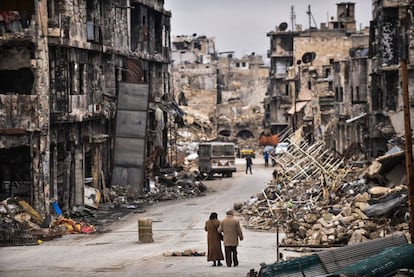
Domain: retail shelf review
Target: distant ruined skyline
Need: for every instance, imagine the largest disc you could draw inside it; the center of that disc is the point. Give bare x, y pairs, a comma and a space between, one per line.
242, 25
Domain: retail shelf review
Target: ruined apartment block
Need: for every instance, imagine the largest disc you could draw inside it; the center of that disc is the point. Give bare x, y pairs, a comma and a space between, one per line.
219, 84
80, 84
353, 77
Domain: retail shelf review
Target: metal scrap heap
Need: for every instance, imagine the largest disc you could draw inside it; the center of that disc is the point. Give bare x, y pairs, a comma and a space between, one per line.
319, 199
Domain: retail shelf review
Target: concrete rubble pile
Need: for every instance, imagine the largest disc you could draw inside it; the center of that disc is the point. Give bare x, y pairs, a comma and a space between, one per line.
20, 224
319, 200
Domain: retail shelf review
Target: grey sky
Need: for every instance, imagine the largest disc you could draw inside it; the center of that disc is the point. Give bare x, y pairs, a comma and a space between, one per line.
242, 25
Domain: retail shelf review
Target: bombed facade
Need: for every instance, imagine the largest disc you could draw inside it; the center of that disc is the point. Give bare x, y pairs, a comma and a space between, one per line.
84, 92
339, 84
220, 93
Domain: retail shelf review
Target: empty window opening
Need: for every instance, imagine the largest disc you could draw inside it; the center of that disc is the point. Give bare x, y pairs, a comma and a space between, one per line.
18, 81
15, 173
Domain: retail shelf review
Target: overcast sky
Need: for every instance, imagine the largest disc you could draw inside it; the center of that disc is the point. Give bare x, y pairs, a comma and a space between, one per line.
242, 25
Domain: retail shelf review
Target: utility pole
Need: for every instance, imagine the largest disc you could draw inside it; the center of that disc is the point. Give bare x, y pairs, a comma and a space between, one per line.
408, 131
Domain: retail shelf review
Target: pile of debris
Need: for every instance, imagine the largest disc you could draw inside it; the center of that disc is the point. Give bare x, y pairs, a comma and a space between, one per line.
20, 224
319, 200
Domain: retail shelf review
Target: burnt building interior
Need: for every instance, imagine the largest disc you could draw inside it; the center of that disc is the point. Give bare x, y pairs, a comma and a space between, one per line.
78, 84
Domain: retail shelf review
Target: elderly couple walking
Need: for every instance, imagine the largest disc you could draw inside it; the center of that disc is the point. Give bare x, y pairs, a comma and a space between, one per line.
230, 230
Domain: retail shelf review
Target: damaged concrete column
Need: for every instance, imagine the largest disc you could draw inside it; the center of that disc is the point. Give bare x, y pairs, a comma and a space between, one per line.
79, 175
41, 150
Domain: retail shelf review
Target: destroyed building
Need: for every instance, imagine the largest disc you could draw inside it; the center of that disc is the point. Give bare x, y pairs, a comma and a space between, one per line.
223, 90
84, 93
341, 85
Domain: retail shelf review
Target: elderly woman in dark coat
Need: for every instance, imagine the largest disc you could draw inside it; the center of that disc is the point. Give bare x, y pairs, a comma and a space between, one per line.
214, 252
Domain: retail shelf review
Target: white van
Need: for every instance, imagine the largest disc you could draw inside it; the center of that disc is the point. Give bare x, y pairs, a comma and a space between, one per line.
216, 157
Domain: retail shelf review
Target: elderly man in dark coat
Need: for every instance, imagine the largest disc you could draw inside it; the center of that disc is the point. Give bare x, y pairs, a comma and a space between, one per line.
214, 252
230, 226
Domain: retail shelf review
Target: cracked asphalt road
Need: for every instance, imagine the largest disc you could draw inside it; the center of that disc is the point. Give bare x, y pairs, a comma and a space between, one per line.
177, 225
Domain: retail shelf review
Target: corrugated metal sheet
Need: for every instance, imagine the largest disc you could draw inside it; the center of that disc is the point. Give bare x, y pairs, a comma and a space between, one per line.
130, 135
330, 261
337, 259
303, 266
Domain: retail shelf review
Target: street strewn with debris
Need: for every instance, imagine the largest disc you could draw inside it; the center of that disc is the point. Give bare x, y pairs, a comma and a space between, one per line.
319, 200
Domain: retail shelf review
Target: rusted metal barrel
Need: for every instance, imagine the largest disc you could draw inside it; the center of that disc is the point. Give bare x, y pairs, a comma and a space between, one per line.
145, 230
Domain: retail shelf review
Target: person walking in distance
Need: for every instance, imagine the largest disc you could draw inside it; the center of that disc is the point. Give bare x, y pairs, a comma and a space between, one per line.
266, 157
249, 163
232, 232
214, 252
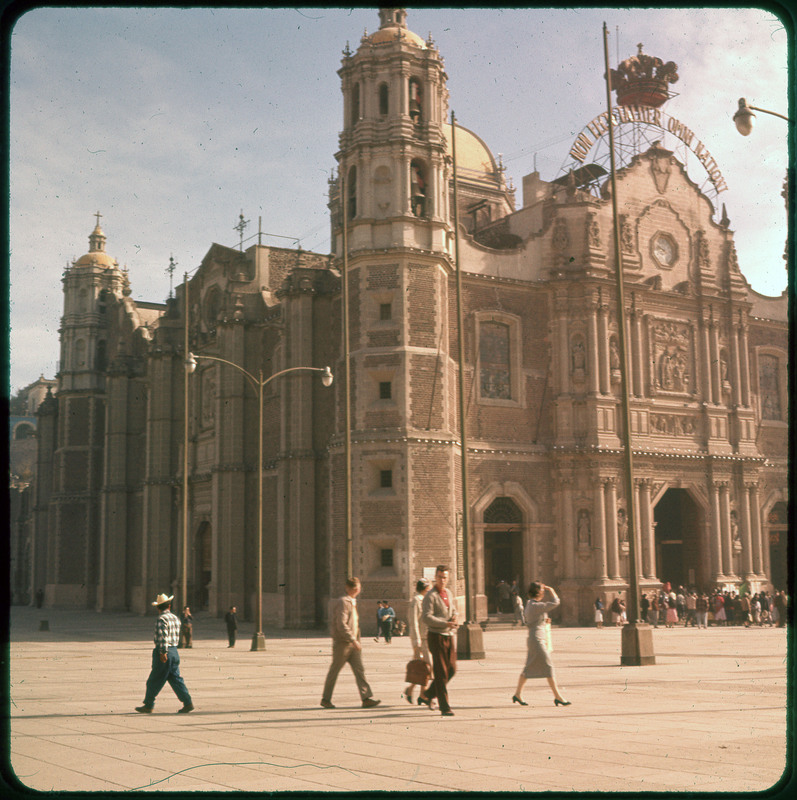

_ _ _ _ _ _ _

▶ _Directions_: Display each line of the records above that contains the string "elderly", copying those lines in full. Case counts.

▶ _Solved problem_:
Target: elderly couple walking
Target: elderly woman in dark coat
Target: elderly man in dark coat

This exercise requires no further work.